> **EXTRACT TO READ**
Fix sorting of lines in Brofiler coverage.log

Lines with a range were being output with text "lines", and so were being listed after all other lines belonging to the same Bro script (e.g., "lines 123-125" was listed after "line 492"). Fixed by using the text "line" instead of "lines". Line numbers with fewer digits were being listed after line numbers with more digits (e.g., "line 85" was listed after "line 237"). Fixed by sorting on a reformatted string (this string does not appear in the output) where line numbers are right justified (padded on left with spaces) so that sorting produces the expected results.
2025-10-02 06:38:20 +00:00 · 2012-01-30 17:35:19 -06:00 · 2012-01-30 17:35:19 -06:00 · 4a6a9fe9f2
commit 4a6a9fe9f2
parent c607785cec
1 changed files with 14 additions and 6 deletions
--- a/testing/scripts/coverage-calc
+++ b/testing/scripts/coverage-calc
@ -7,7 +7,7 @@
 #
 # The last argument is used to point to a root directory containing all
 # the Bro distribution's scripts.  It's used to cull out test scripts
-# that are not part of the distribution and which should not count towrads
+# that are not part of the distribution and which should not count towards
 # the coverage calculation.

 import os
@ -24,22 +24,30 @@ for filename in glob.glob(inputglob):
        for line in f.read().splitlines():
            parts = line.split("\t")
            exec_count = int(parts[0])
-            location = os.path.normpath(parts[1])
+            # grab file path and line numbers separately
+            filepath, srclines = parts[1].rsplit(",", 1)
+            filepath = os.path.normpath(filepath)
            # ignore scripts that don't appear to be part of Bro distribution
-            if not location.startswith(scriptdir):
+            if not filepath.startswith(scriptdir):
                continue
+            # keep only the line number (or line number range)
+            srclines = srclines.split()[1]
+            # For sorting purposes (so that line numbers get sorted correctly),
+            # construct a specially-formatted key string.
+            sortkey = filepath + ", line " + ("%6s" % srclines.split("-")[0])

> **WHAT IS ASKED**
Translate this sentence from the commit page into Spanish: 'Fixed by using the text "line" instead of "lines".' These entries have nothing to do with the commit page.

[Excerpts from location labeling data]
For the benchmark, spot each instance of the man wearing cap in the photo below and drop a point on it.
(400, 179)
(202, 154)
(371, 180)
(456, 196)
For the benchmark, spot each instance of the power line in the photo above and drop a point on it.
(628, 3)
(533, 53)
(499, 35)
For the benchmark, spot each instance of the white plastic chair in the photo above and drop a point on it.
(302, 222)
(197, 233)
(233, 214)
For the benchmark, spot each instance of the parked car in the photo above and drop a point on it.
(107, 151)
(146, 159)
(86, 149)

---

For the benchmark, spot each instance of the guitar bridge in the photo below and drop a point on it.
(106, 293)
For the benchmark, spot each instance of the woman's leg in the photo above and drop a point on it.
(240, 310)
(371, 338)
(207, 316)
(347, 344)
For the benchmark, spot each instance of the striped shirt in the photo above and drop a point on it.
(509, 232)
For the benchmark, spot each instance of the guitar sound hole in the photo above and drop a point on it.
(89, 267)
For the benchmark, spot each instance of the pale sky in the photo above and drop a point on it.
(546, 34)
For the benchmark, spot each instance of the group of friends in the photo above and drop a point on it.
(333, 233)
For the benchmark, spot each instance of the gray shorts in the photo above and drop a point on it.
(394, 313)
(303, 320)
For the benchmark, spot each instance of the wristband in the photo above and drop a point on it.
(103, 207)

> **ANSWER FOR THE TASK**
Se corrigió usando el texto "line" en lugar de "lines".